* YOUR TASK
Which lines hold the word "target"? Copy each of them from the material.

____ RECORD SET

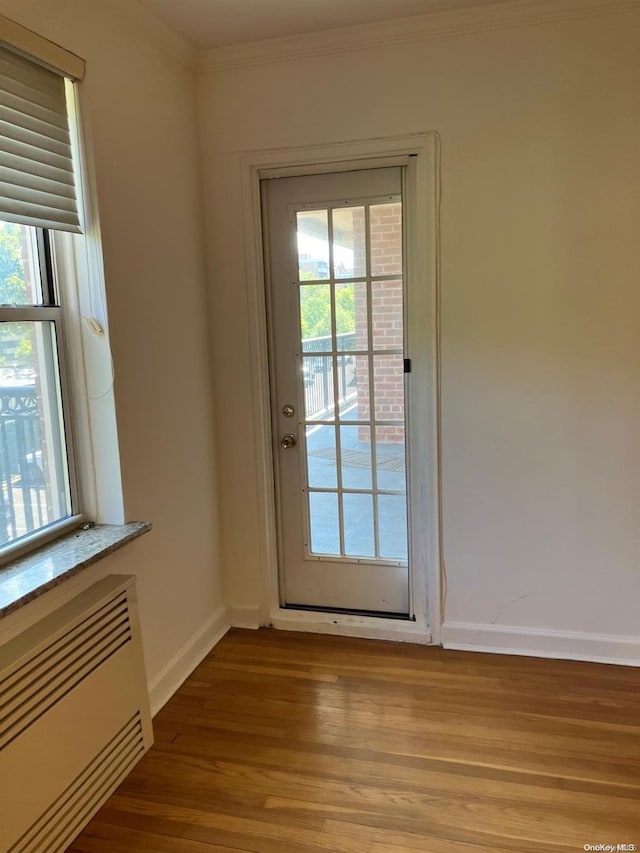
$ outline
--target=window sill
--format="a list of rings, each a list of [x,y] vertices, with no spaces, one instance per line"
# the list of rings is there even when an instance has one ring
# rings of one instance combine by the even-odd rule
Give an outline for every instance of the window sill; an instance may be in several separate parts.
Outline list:
[[[0,619],[151,530],[147,521],[76,529],[0,569]]]

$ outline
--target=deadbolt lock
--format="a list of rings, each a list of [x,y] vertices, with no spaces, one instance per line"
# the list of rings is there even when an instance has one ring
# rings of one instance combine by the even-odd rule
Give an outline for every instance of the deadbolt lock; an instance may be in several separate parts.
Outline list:
[[[295,447],[297,443],[298,439],[290,432],[286,435],[283,435],[280,439],[280,447],[283,450],[288,450],[290,447]]]
[[[289,403],[287,403],[286,406],[282,407],[282,414],[285,416],[285,418],[292,418],[295,413],[296,410]]]

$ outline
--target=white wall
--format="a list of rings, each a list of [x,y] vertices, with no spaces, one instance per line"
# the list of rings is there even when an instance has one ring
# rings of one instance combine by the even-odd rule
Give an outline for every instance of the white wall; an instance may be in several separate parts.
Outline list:
[[[135,8],[134,8],[135,7]],[[222,604],[195,81],[128,0],[0,0],[87,60],[126,517],[151,533],[10,617],[109,571],[138,578],[157,704]],[[167,51],[165,48],[169,48]],[[184,652],[184,660],[175,660]],[[186,672],[182,672],[186,675]]]
[[[508,647],[523,629],[524,651],[556,637],[640,660],[639,23],[615,14],[201,78],[232,606],[258,605],[263,561],[240,152],[435,130],[449,641]]]

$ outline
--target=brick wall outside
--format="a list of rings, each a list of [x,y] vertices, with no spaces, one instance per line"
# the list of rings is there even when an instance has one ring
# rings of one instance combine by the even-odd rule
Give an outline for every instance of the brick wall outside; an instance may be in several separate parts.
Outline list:
[[[364,218],[364,209],[354,210]],[[402,273],[402,208],[400,203],[372,205],[371,275],[400,275]],[[374,281],[371,286],[372,331],[374,350],[403,348],[402,281]],[[356,287],[356,349],[367,345],[367,297],[364,287]],[[374,356],[375,401],[377,420],[404,420],[404,372],[402,355]],[[356,387],[359,418],[368,420],[371,411],[369,377],[366,359],[356,359]],[[368,433],[363,429],[363,440]],[[401,427],[378,427],[378,442],[404,442]]]

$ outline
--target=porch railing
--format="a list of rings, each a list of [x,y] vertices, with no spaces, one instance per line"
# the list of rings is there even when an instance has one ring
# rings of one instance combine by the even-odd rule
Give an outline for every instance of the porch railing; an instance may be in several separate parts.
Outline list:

________

* YOUR SOLUTION
--target=window sill
--target=deadbolt lock
--target=white wall
--target=brick wall outside
--target=porch railing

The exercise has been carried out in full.